Exercice proposé A: Reproduisez un passage du texte sur la divagation des chiens : commencez aux mots « C’est aussi le » et arrêtez-vous après « surveiller de près. ».
Exercice proposé B: Poursuivez le texte sur la divagation des chiens à la suite de sa dernière phrase.

Texte proposé:

= = = = =

C’est le titre du principal ouvrage en prose d’une des plus grands poètes français, dont on fête ces jours-ci le centenaire.

C’est aussi le terme employé dans les ordonnances municipales pour désigner le vagabondage des chiens sur la voie publique, leurs déambulations autour des poubelles et des troncs d’arbre, le nez actif ou la patte levée.

Une note récente de la mairie de Roanne vient de rappeler à l’ordre les propriétaires de ces promeneurs affairés, qui risquent désormais le fourrière et la mort sans phrases dans les deux ou trois jours  à dater de leur capture.

Posséder un chien à l’heure actuelle est certes légitime, le nourrir est méritoire : le promener est permis, à condition de le surveiller de près.

Mais posséder deux ou trois chiens est devenu paradoxal ; les nourrir est acrobatique et vaguement suspect ; les laisser divaguer, délictueux et sans excuses.

= = = = =

Liste:
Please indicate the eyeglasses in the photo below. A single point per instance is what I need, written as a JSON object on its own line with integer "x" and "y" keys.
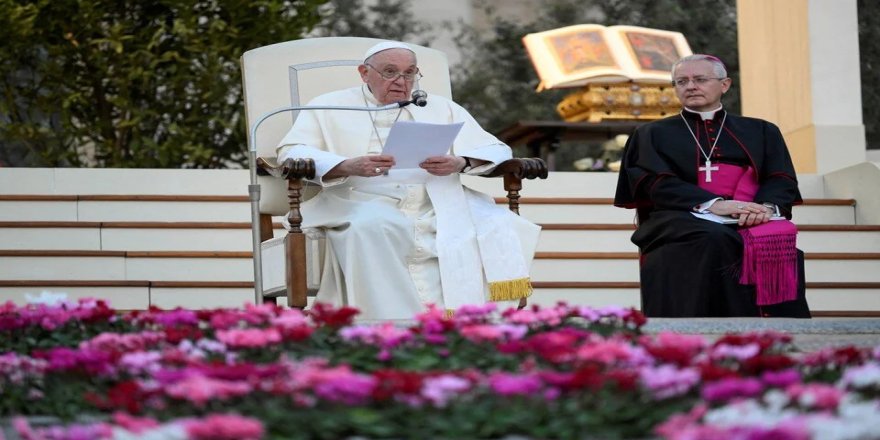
{"x": 700, "y": 80}
{"x": 389, "y": 74}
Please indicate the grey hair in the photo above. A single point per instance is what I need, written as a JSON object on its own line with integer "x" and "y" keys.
{"x": 415, "y": 59}
{"x": 717, "y": 65}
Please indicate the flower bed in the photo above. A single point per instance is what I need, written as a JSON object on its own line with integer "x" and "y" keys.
{"x": 561, "y": 372}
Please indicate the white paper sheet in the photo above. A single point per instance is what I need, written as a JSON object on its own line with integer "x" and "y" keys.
{"x": 412, "y": 142}
{"x": 724, "y": 219}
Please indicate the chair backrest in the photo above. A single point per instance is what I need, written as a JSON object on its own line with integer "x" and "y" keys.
{"x": 294, "y": 72}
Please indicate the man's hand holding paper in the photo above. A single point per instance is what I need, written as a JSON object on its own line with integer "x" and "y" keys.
{"x": 422, "y": 145}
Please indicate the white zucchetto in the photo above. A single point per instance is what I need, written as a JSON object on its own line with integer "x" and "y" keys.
{"x": 385, "y": 45}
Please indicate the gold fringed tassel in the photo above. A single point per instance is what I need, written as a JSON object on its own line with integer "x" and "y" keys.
{"x": 509, "y": 290}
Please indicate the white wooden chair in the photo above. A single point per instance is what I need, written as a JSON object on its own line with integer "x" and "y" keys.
{"x": 291, "y": 74}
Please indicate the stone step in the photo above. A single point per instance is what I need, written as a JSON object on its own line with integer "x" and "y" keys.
{"x": 88, "y": 181}
{"x": 192, "y": 208}
{"x": 236, "y": 236}
{"x": 808, "y": 335}
{"x": 825, "y": 299}
{"x": 237, "y": 266}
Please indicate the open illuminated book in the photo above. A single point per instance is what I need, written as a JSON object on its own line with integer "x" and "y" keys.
{"x": 590, "y": 53}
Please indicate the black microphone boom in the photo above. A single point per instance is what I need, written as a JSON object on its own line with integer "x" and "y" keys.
{"x": 420, "y": 98}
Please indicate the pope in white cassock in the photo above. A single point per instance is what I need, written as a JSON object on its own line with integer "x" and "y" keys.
{"x": 400, "y": 239}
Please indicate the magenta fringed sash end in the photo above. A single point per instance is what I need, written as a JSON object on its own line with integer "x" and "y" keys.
{"x": 770, "y": 261}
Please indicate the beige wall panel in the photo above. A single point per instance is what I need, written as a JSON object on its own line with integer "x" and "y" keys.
{"x": 802, "y": 147}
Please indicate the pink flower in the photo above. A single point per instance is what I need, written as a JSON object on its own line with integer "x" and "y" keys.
{"x": 385, "y": 335}
{"x": 668, "y": 381}
{"x": 507, "y": 384}
{"x": 134, "y": 424}
{"x": 730, "y": 388}
{"x": 815, "y": 395}
{"x": 224, "y": 427}
{"x": 200, "y": 389}
{"x": 439, "y": 390}
{"x": 116, "y": 343}
{"x": 610, "y": 352}
{"x": 342, "y": 385}
{"x": 678, "y": 423}
{"x": 171, "y": 318}
{"x": 739, "y": 352}
{"x": 249, "y": 337}
{"x": 493, "y": 333}
{"x": 781, "y": 378}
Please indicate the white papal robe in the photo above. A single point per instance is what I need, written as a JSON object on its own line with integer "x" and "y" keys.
{"x": 401, "y": 241}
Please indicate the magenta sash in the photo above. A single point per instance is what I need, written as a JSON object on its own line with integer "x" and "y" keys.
{"x": 769, "y": 249}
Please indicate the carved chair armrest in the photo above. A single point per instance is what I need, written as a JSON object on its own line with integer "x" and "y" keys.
{"x": 521, "y": 168}
{"x": 294, "y": 171}
{"x": 290, "y": 169}
{"x": 514, "y": 171}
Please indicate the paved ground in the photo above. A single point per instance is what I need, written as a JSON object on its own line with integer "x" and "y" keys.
{"x": 809, "y": 334}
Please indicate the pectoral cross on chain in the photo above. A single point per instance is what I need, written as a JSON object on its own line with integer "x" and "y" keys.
{"x": 708, "y": 169}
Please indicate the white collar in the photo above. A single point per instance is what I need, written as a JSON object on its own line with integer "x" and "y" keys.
{"x": 706, "y": 115}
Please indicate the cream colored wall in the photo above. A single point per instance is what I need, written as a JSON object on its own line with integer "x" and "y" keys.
{"x": 775, "y": 82}
{"x": 799, "y": 68}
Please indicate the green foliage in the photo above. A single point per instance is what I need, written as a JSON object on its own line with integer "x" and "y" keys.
{"x": 114, "y": 83}
{"x": 869, "y": 52}
{"x": 497, "y": 81}
{"x": 389, "y": 19}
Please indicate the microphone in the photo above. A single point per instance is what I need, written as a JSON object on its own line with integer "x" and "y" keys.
{"x": 420, "y": 98}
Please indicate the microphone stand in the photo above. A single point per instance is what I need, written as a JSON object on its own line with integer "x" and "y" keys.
{"x": 254, "y": 188}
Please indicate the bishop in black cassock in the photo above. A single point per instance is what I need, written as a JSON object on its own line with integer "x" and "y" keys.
{"x": 691, "y": 267}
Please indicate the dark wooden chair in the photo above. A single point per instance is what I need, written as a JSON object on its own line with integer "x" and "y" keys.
{"x": 512, "y": 171}
{"x": 291, "y": 74}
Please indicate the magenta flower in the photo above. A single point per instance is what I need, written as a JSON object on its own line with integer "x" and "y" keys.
{"x": 668, "y": 381}
{"x": 224, "y": 427}
{"x": 739, "y": 352}
{"x": 16, "y": 368}
{"x": 440, "y": 389}
{"x": 171, "y": 318}
{"x": 815, "y": 395}
{"x": 782, "y": 378}
{"x": 730, "y": 388}
{"x": 249, "y": 338}
{"x": 508, "y": 384}
{"x": 200, "y": 389}
{"x": 612, "y": 352}
{"x": 493, "y": 333}
{"x": 134, "y": 424}
{"x": 385, "y": 335}
{"x": 114, "y": 342}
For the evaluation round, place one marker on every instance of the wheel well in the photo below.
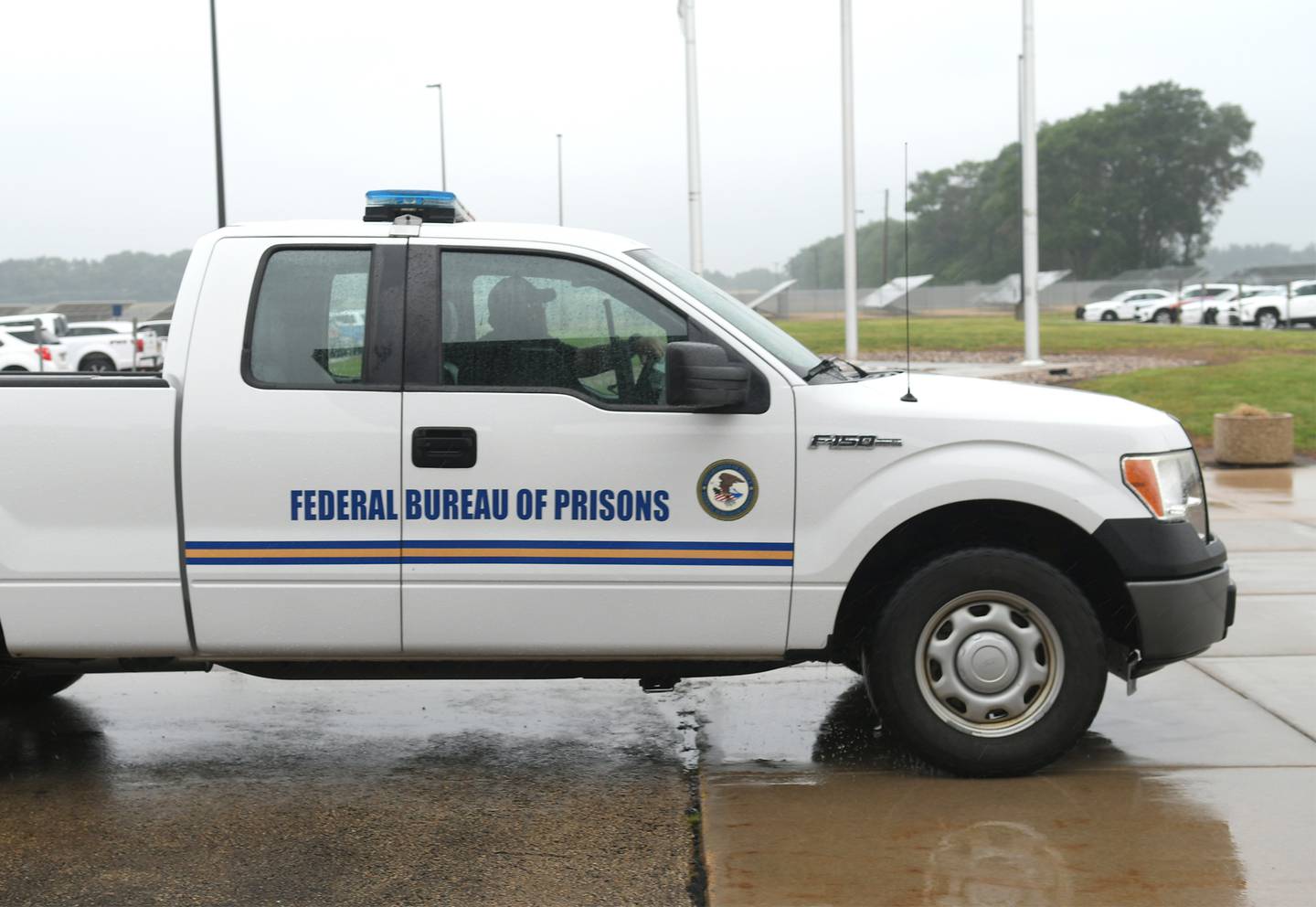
(1001, 523)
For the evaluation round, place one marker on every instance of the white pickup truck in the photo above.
(552, 454)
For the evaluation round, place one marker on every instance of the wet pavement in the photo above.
(224, 789)
(221, 789)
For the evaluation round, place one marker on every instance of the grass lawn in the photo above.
(1270, 368)
(1061, 335)
(1279, 383)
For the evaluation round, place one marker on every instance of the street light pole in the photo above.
(559, 179)
(442, 153)
(218, 136)
(1028, 155)
(852, 305)
(685, 9)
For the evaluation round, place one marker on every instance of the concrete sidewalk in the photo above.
(1199, 790)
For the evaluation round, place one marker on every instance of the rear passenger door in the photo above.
(291, 449)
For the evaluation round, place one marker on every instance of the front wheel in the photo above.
(987, 662)
(18, 688)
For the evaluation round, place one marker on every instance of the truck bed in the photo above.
(89, 518)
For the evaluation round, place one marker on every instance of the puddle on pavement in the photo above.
(1128, 838)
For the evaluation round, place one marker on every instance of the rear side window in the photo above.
(308, 328)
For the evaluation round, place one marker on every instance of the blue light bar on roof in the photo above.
(432, 207)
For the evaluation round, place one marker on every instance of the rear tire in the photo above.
(987, 662)
(18, 688)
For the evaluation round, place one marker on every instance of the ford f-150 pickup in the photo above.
(547, 452)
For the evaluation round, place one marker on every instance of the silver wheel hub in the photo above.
(987, 662)
(990, 664)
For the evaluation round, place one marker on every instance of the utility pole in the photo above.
(1032, 335)
(442, 152)
(852, 304)
(886, 232)
(685, 9)
(218, 136)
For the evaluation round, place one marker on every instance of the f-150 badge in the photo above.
(852, 442)
(727, 490)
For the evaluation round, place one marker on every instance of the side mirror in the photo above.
(702, 377)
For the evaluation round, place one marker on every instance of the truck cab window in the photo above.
(310, 322)
(540, 322)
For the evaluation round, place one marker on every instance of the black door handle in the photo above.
(444, 448)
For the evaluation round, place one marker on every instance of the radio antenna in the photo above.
(908, 397)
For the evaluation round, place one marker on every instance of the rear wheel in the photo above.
(17, 688)
(987, 662)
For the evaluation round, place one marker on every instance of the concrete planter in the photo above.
(1255, 440)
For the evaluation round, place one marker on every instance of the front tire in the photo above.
(987, 662)
(20, 688)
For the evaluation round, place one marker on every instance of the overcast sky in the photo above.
(105, 134)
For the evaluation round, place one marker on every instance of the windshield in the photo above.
(792, 353)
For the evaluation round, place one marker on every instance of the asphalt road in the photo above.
(221, 789)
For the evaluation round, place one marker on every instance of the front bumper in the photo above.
(1178, 586)
(1179, 617)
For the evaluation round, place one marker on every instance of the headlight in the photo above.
(1170, 486)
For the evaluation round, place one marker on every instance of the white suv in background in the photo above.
(161, 329)
(1123, 307)
(1276, 307)
(1194, 302)
(111, 347)
(27, 350)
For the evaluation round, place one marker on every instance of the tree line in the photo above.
(1135, 185)
(125, 275)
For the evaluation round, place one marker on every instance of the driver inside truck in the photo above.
(529, 356)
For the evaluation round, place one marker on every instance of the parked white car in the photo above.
(1276, 307)
(161, 329)
(1123, 307)
(27, 350)
(111, 347)
(1193, 303)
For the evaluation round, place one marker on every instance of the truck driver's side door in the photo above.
(556, 506)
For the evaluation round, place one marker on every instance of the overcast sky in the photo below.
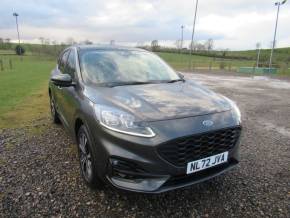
(233, 24)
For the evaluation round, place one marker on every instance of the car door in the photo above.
(57, 91)
(69, 95)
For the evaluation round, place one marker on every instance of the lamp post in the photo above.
(16, 15)
(181, 43)
(192, 35)
(258, 47)
(274, 41)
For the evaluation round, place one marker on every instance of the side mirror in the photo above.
(180, 75)
(62, 80)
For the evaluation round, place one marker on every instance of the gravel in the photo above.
(39, 170)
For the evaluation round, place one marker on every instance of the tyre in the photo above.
(87, 159)
(54, 114)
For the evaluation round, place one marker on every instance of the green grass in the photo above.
(23, 85)
(182, 61)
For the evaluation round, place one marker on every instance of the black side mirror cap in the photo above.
(180, 75)
(62, 80)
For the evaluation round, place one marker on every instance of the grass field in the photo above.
(23, 89)
(182, 62)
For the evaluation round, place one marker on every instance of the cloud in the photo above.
(235, 24)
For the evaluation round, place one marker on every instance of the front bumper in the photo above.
(135, 164)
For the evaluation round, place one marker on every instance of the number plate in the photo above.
(207, 162)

= = = = =

Bonne réponse A:
C’est aussi le terme employé dans les ordonnances municipales pour désigner le vagabondage des chiens sur la voie publique, leurs déambulations autour des poubelles et des troncs d’arbre, le nez actif ou la patte levée.

Une note récente de la mairie de Roanne vient de rappeler à l’ordre les propriétaires de ces promeneurs affairés, qui risquent désormais le fourrière et la mort sans phrases dans les deux ou trois jours  à dater de leur capture.

Posséder un chien à l’heure actuelle est certes légitime, le nourrir est méritoire : le promener est permis, à condition de le surveiller de près.

Bonne réponse B:
L’hygiène de notre ville— qui pose d’ailleurs d’autres problèmes plus graves — justifie entièrement la mesure qui vient d’être prise, à laquelle les amis des bêtes eux-mêmes ne peuvent qu’applaudir.

                                                           (vendredi 3 avril 1942)

Francis Ponge, Nouveau nouveau recueil, I, dans Œuvres complètes, II, Gallimard / Pléiade, 2002, p. 1159.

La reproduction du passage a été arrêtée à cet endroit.